◆ THE TASK ◆
Where in the entries below does "window" appear? Copy every line that has it.

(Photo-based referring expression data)
_ _ _ _ _

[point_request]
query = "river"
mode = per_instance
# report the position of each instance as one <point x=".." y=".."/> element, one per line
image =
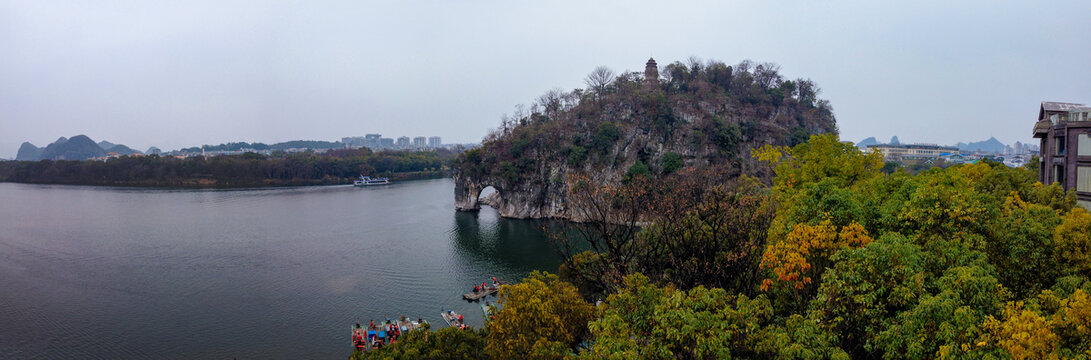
<point x="117" y="273"/>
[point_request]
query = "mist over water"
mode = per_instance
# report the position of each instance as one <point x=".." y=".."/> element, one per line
<point x="109" y="273"/>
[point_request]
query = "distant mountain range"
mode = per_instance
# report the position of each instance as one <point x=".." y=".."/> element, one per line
<point x="991" y="145"/>
<point x="81" y="147"/>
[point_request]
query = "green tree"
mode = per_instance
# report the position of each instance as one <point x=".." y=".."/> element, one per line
<point x="648" y="322"/>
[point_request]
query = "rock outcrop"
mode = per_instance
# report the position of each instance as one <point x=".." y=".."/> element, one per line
<point x="28" y="153"/>
<point x="702" y="116"/>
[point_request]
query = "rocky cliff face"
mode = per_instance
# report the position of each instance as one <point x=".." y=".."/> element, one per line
<point x="28" y="153"/>
<point x="707" y="117"/>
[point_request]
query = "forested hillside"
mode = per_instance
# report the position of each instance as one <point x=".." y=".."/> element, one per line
<point x="249" y="169"/>
<point x="695" y="115"/>
<point x="835" y="260"/>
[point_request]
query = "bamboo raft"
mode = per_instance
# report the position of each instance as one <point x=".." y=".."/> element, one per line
<point x="480" y="294"/>
<point x="372" y="337"/>
<point x="452" y="319"/>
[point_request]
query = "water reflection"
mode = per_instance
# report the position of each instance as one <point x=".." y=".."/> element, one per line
<point x="518" y="245"/>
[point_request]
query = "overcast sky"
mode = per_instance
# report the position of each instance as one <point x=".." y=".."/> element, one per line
<point x="175" y="74"/>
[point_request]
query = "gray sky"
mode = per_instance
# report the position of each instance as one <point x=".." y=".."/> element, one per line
<point x="184" y="73"/>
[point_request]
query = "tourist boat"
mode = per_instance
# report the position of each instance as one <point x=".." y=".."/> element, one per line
<point x="480" y="294"/>
<point x="372" y="337"/>
<point x="366" y="181"/>
<point x="452" y="319"/>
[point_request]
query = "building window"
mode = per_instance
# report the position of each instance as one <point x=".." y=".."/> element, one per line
<point x="1083" y="145"/>
<point x="1083" y="178"/>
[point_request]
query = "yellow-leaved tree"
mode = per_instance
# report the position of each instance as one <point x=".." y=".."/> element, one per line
<point x="541" y="318"/>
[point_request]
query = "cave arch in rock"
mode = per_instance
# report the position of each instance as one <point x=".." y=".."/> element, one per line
<point x="468" y="192"/>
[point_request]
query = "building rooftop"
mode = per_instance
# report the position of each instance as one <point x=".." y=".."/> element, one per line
<point x="1051" y="106"/>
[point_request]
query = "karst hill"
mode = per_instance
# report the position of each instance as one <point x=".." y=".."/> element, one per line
<point x="687" y="113"/>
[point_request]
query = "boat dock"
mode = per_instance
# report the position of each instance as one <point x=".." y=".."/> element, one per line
<point x="452" y="319"/>
<point x="368" y="336"/>
<point x="480" y="294"/>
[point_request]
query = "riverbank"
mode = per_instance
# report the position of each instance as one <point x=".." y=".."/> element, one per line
<point x="214" y="183"/>
<point x="246" y="170"/>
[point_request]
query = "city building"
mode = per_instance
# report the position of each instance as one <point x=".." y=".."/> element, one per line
<point x="372" y="141"/>
<point x="1065" y="133"/>
<point x="911" y="152"/>
<point x="352" y="141"/>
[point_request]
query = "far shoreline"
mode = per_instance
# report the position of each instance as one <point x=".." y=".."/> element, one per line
<point x="199" y="183"/>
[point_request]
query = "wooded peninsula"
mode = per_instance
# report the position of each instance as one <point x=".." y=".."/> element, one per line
<point x="243" y="170"/>
<point x="720" y="216"/>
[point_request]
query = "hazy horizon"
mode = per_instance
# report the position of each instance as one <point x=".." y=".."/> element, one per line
<point x="178" y="74"/>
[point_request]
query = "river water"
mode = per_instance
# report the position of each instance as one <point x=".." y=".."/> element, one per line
<point x="111" y="273"/>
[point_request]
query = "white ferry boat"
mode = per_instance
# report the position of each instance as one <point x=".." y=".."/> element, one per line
<point x="367" y="181"/>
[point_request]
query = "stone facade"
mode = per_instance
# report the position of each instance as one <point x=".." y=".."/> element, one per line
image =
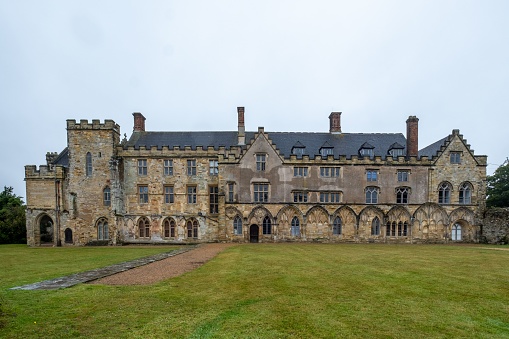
<point x="238" y="186"/>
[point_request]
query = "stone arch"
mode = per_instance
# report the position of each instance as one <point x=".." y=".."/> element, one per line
<point x="284" y="219"/>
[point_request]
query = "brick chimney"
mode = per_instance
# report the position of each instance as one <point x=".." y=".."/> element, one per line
<point x="139" y="122"/>
<point x="335" y="122"/>
<point x="242" y="129"/>
<point x="412" y="136"/>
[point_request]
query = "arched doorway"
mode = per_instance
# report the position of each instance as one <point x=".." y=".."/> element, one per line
<point x="253" y="233"/>
<point x="46" y="229"/>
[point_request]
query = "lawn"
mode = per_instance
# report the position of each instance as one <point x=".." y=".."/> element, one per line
<point x="269" y="290"/>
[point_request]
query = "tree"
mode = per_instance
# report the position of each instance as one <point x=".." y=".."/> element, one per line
<point x="12" y="218"/>
<point x="498" y="187"/>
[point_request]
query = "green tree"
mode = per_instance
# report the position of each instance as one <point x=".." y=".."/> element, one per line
<point x="498" y="187"/>
<point x="12" y="218"/>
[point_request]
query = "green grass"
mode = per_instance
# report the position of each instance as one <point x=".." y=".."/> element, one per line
<point x="276" y="291"/>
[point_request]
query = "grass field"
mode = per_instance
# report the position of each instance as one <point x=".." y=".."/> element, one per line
<point x="268" y="291"/>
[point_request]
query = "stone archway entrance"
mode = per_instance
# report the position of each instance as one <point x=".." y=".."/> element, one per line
<point x="46" y="229"/>
<point x="254" y="230"/>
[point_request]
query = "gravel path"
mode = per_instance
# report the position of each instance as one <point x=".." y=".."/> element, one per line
<point x="166" y="268"/>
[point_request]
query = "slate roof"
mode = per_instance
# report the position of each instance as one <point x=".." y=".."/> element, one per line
<point x="346" y="144"/>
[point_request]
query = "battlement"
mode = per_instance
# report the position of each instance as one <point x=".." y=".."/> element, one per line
<point x="95" y="125"/>
<point x="44" y="172"/>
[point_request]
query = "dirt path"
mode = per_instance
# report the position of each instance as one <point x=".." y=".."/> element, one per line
<point x="166" y="268"/>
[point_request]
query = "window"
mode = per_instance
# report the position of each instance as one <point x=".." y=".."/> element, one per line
<point x="295" y="228"/>
<point x="191" y="194"/>
<point x="465" y="194"/>
<point x="191" y="167"/>
<point x="107" y="197"/>
<point x="143" y="194"/>
<point x="260" y="162"/>
<point x="88" y="164"/>
<point x="330" y="171"/>
<point x="371" y="195"/>
<point x="144" y="228"/>
<point x="192" y="228"/>
<point x="168" y="167"/>
<point x="102" y="229"/>
<point x="261" y="192"/>
<point x="456" y="232"/>
<point x="142" y="167"/>
<point x="300" y="197"/>
<point x="402" y="195"/>
<point x="213" y="167"/>
<point x="403" y="176"/>
<point x="168" y="195"/>
<point x="237" y="226"/>
<point x="266" y="226"/>
<point x="214" y="199"/>
<point x="231" y="192"/>
<point x="444" y="193"/>
<point x="300" y="171"/>
<point x="337" y="226"/>
<point x="455" y="158"/>
<point x="169" y="228"/>
<point x="372" y="175"/>
<point x="375" y="226"/>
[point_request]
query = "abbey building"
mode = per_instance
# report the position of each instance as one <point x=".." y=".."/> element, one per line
<point x="258" y="186"/>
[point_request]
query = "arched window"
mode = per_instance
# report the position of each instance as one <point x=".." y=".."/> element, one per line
<point x="102" y="229"/>
<point x="237" y="226"/>
<point x="465" y="193"/>
<point x="456" y="232"/>
<point x="88" y="164"/>
<point x="295" y="230"/>
<point x="371" y="195"/>
<point x="375" y="226"/>
<point x="169" y="228"/>
<point x="267" y="226"/>
<point x="192" y="228"/>
<point x="444" y="193"/>
<point x="107" y="196"/>
<point x="144" y="227"/>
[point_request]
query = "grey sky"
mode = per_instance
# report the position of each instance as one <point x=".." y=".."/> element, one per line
<point x="187" y="65"/>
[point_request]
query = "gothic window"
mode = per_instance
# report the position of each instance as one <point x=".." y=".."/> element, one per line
<point x="213" y="167"/>
<point x="168" y="167"/>
<point x="267" y="226"/>
<point x="402" y="195"/>
<point x="213" y="199"/>
<point x="142" y="167"/>
<point x="237" y="225"/>
<point x="169" y="197"/>
<point x="375" y="226"/>
<point x="371" y="195"/>
<point x="88" y="165"/>
<point x="106" y="196"/>
<point x="465" y="194"/>
<point x="444" y="193"/>
<point x="191" y="167"/>
<point x="143" y="194"/>
<point x="144" y="227"/>
<point x="295" y="227"/>
<point x="102" y="229"/>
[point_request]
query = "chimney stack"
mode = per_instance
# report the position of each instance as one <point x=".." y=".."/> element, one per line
<point x="242" y="129"/>
<point x="412" y="136"/>
<point x="335" y="122"/>
<point x="139" y="122"/>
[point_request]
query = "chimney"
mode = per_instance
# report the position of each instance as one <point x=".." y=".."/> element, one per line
<point x="335" y="122"/>
<point x="139" y="122"/>
<point x="412" y="136"/>
<point x="242" y="129"/>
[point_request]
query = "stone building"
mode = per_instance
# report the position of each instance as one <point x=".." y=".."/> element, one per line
<point x="241" y="186"/>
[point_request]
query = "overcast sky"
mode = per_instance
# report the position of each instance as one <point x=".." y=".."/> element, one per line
<point x="187" y="65"/>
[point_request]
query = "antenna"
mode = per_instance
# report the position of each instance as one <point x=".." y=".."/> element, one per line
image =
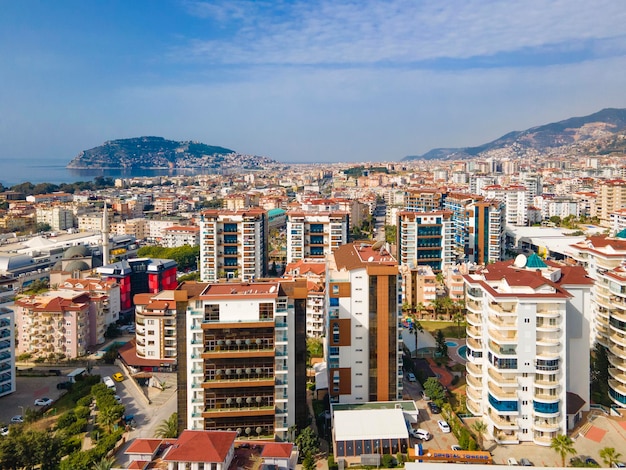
<point x="520" y="261"/>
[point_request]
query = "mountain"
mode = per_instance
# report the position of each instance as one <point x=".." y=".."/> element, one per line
<point x="541" y="139"/>
<point x="157" y="152"/>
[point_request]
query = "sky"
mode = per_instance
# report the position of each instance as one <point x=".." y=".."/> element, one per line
<point x="301" y="81"/>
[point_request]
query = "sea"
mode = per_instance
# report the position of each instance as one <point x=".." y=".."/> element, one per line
<point x="53" y="170"/>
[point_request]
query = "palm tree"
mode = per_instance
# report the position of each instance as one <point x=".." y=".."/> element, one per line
<point x="480" y="428"/>
<point x="168" y="428"/>
<point x="104" y="464"/>
<point x="415" y="328"/>
<point x="563" y="445"/>
<point x="610" y="456"/>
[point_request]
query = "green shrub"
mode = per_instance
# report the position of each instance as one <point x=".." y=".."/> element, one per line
<point x="388" y="461"/>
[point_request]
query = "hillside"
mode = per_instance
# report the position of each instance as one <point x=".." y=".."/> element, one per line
<point x="599" y="127"/>
<point x="157" y="152"/>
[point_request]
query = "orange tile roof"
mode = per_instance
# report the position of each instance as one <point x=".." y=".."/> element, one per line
<point x="143" y="446"/>
<point x="201" y="446"/>
<point x="277" y="449"/>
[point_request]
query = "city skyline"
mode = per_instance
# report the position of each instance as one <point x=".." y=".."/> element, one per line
<point x="300" y="81"/>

_ _ _ _ _

◆ YOUR SOLUTION ◆
query = "building window"
query = "window"
query = "arched window"
query = "gothic window"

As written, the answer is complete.